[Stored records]
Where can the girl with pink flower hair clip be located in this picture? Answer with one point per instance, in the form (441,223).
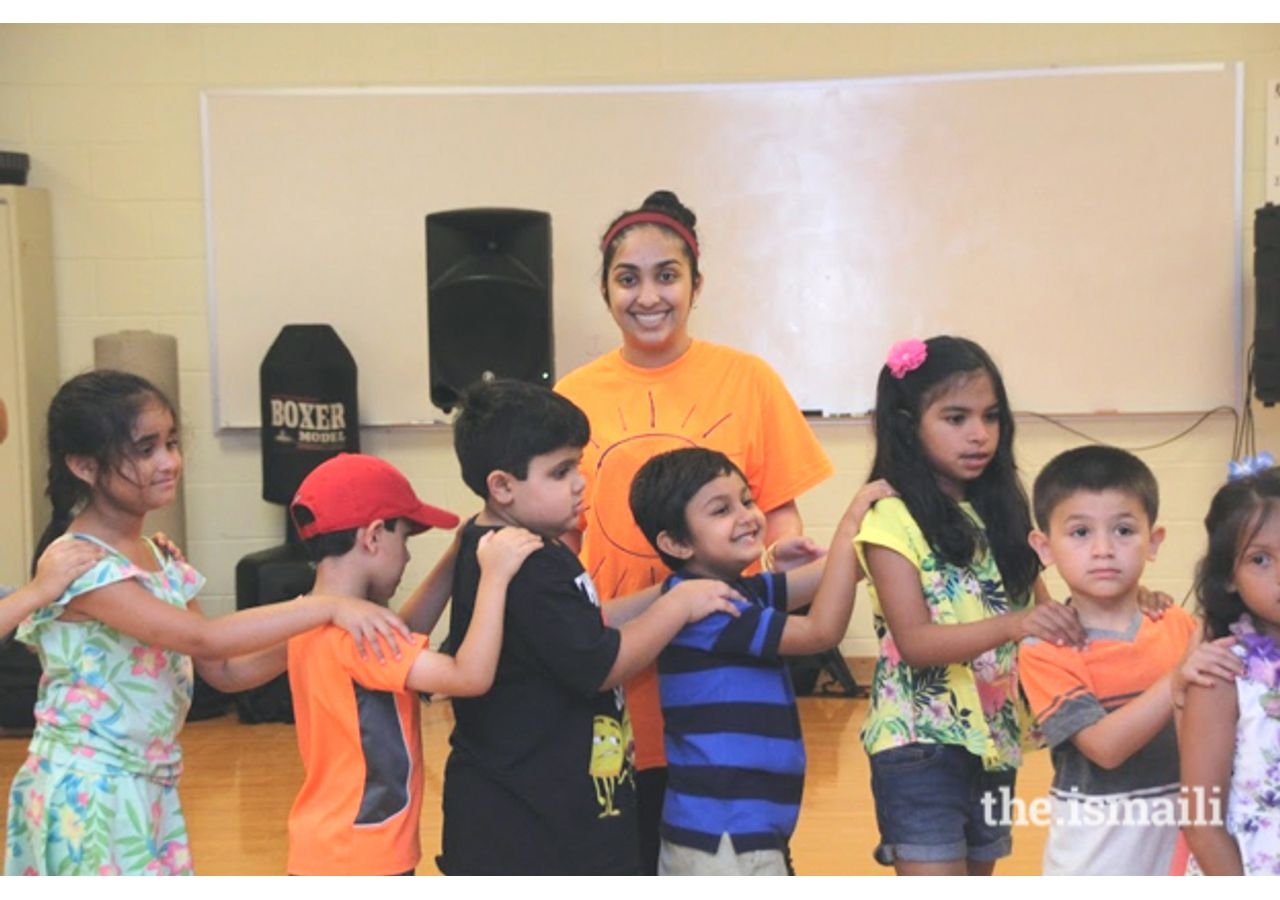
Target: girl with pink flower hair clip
(119,633)
(1229,731)
(954,588)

_CHALLENGE_
Convert the records into a two-column CSV with the headers "input" and "output", one row per record, each field quoted and any line breaks replaced with spaces. Leave the pictures out.

_OUTPUT OF THE TASK_
input,output
"Where can the girl with pink flower hair clip be located in this picture? Answer with one point per instance, in the form (441,223). Target: girl with pink flower hair clip","(119,633) (1229,731) (954,588)"